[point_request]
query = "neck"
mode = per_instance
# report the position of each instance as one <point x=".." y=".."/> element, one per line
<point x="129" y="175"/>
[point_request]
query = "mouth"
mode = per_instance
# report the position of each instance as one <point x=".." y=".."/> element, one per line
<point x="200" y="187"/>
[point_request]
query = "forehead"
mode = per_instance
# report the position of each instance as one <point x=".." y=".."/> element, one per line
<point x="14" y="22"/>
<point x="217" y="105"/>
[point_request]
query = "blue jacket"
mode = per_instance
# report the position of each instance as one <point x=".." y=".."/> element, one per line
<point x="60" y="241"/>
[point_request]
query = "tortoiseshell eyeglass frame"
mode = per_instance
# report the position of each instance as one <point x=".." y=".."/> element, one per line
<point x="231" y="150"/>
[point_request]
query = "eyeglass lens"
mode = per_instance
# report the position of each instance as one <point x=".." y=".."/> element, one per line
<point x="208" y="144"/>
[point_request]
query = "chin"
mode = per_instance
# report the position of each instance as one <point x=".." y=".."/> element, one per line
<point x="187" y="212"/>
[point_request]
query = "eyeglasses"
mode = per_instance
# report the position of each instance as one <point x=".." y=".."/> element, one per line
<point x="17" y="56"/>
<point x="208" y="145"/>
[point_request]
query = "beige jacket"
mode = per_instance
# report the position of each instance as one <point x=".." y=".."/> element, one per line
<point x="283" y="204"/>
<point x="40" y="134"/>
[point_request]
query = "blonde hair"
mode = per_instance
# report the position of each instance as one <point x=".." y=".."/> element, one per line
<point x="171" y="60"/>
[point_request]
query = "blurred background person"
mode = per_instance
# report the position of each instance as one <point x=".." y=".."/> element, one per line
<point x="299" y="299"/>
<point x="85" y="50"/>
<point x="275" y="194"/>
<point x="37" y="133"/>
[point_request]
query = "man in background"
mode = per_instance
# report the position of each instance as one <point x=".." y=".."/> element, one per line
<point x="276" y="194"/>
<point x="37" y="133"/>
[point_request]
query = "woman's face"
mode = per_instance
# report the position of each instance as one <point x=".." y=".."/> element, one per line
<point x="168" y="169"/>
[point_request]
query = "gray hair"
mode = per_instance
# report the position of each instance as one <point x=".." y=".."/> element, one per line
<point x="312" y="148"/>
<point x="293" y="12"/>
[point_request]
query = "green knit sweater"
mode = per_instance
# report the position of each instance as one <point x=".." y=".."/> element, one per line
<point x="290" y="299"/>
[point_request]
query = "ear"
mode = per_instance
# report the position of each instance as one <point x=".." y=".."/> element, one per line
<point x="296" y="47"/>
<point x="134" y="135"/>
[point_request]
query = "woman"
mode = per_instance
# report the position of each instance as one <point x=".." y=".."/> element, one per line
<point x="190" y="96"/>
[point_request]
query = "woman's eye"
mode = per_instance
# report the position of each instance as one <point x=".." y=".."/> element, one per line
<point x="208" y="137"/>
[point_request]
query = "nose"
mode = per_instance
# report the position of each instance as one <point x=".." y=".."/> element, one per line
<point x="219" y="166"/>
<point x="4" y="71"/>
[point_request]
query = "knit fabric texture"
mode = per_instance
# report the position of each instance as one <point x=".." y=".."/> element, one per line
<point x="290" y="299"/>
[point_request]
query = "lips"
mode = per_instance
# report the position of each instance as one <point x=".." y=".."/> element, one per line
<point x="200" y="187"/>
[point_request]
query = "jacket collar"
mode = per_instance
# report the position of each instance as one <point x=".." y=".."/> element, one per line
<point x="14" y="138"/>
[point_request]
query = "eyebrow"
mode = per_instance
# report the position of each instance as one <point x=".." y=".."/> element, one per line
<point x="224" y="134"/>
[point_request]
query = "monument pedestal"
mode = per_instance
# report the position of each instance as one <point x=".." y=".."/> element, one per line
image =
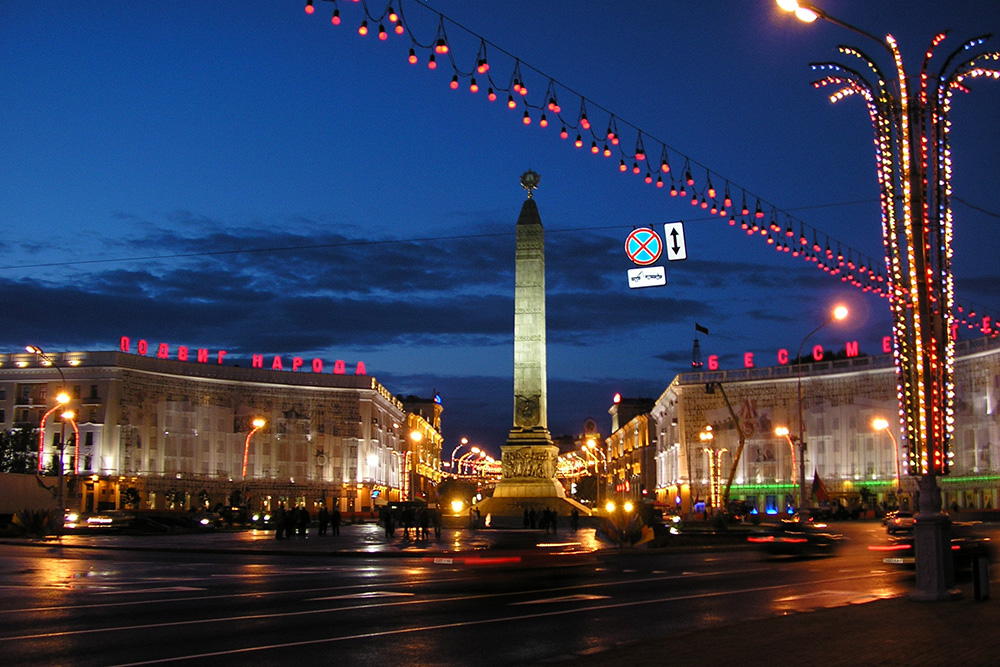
------------------------------------------------------------
__EXERCISE OBJECTIVE__
Write out the material above again, word for word, minus its pictures.

__SOLUTION TO THE PROBLEM__
[point_request]
query = "neck"
mode = per_instance
# report the position of each instance as one <point x=".." y=".."/> element, one per line
<point x="129" y="175"/>
[point_request]
query = "mouth"
mode = per_instance
# report the position of each instance as one <point x=".." y=".."/> element, one per line
<point x="200" y="187"/>
[point_request]
query = "forehead"
mode = per_instance
# report the position of each instance as one <point x=".." y=".."/> element, one per line
<point x="14" y="22"/>
<point x="217" y="105"/>
[point_request]
query = "blue jacket"
mode = per_instance
# report the position of each instance as one <point x=".." y=".."/> element, one per line
<point x="60" y="241"/>
[point_request]
query = "tortoiseshell eyeglass frame"
mode = per_instance
# report the position of each instance as one <point x=".." y=".."/> element, one per line
<point x="231" y="150"/>
[point_request]
query = "eyeglass lens"
mode = per_instance
# report the position of each instance as one <point x=".." y=".."/> element, one per line
<point x="208" y="144"/>
[point_request]
query = "chin"
mode = per_instance
# report the position of each instance as one <point x=".." y=".."/> element, one per line
<point x="187" y="212"/>
[point_request]
query = "eyeglasses"
mode = per_instance
# report the position of each instance as one <point x=".." y=".."/> element, one per line
<point x="17" y="56"/>
<point x="208" y="145"/>
[point_request]
query = "beige jacket"
mode = per_instance
# report the position of each instance as one <point x=".." y=".."/> element, one per line
<point x="283" y="204"/>
<point x="40" y="134"/>
[point_request]
query = "blonde hair"
mode = per_instance
# report the position of each instance as one <point x=".." y=".."/> element, one per line
<point x="171" y="60"/>
[point_request]
query = "blurred background person"
mode = per_instance
# report the position of each instance as one <point x=".." y=".."/> element, one per line
<point x="299" y="299"/>
<point x="85" y="50"/>
<point x="275" y="194"/>
<point x="37" y="133"/>
[point_request]
query = "man in background"
mode = per_instance
# report the position of each instance as one <point x=".." y=".."/> element, one per line
<point x="276" y="194"/>
<point x="37" y="133"/>
[point_request]
query = "woman's face"
mode = per_instance
# report the position of each instance as one <point x=".." y=".."/> element, one per line
<point x="168" y="169"/>
[point_request]
query = "gray hair"
mode = per_instance
# report the position of each instance as one <point x=".." y=".."/> element, one per line
<point x="312" y="148"/>
<point x="293" y="12"/>
[point_request]
query = "green knit sweater"
mode = per_instance
# report the position of each instance as one <point x=".." y=".."/> element, one per line
<point x="290" y="299"/>
[point_request]
query = "ear"
mode = per_instance
# report the position of each instance as one <point x=".." y=".."/> element, one per line
<point x="296" y="47"/>
<point x="134" y="135"/>
[point_request]
query = "woman"
mode = per_instance
# report the position of each instance as one <point x=".." y=".."/> element, one per line
<point x="190" y="96"/>
[point_request]
query = "woman's eye"
mode = per_instance
# report the position of each instance as one <point x=".." y=".."/> element, one per line
<point x="208" y="137"/>
[point_request]
query = "nose"
mode = per_instance
# report the position of each instance as one <point x=".." y=".."/> element, one per line
<point x="219" y="166"/>
<point x="4" y="71"/>
[point_request]
query = "knit fabric texture"
mode = per_instance
# report the position of each instance as one <point x=".." y=".."/> element, one per line
<point x="290" y="299"/>
[point_request]
query = "lips"
mode = per_instance
# report the position of each instance as one <point x=".." y=".."/> element, one per line
<point x="200" y="187"/>
[point_request]
query = "jacket collar"
mode = per_instance
# report the position of each instance as one <point x=".." y=".."/> element, one per line
<point x="14" y="138"/>
[point_request]
query = "eyebrow"
mode = per_instance
# report the position of each instance as one <point x=".." y=".."/> element, one per line
<point x="224" y="134"/>
[point_request]
query = "monument pedestal"
mode = per_instance
# report the position of each instance as one <point x=".." y=".."/> element, one per line
image =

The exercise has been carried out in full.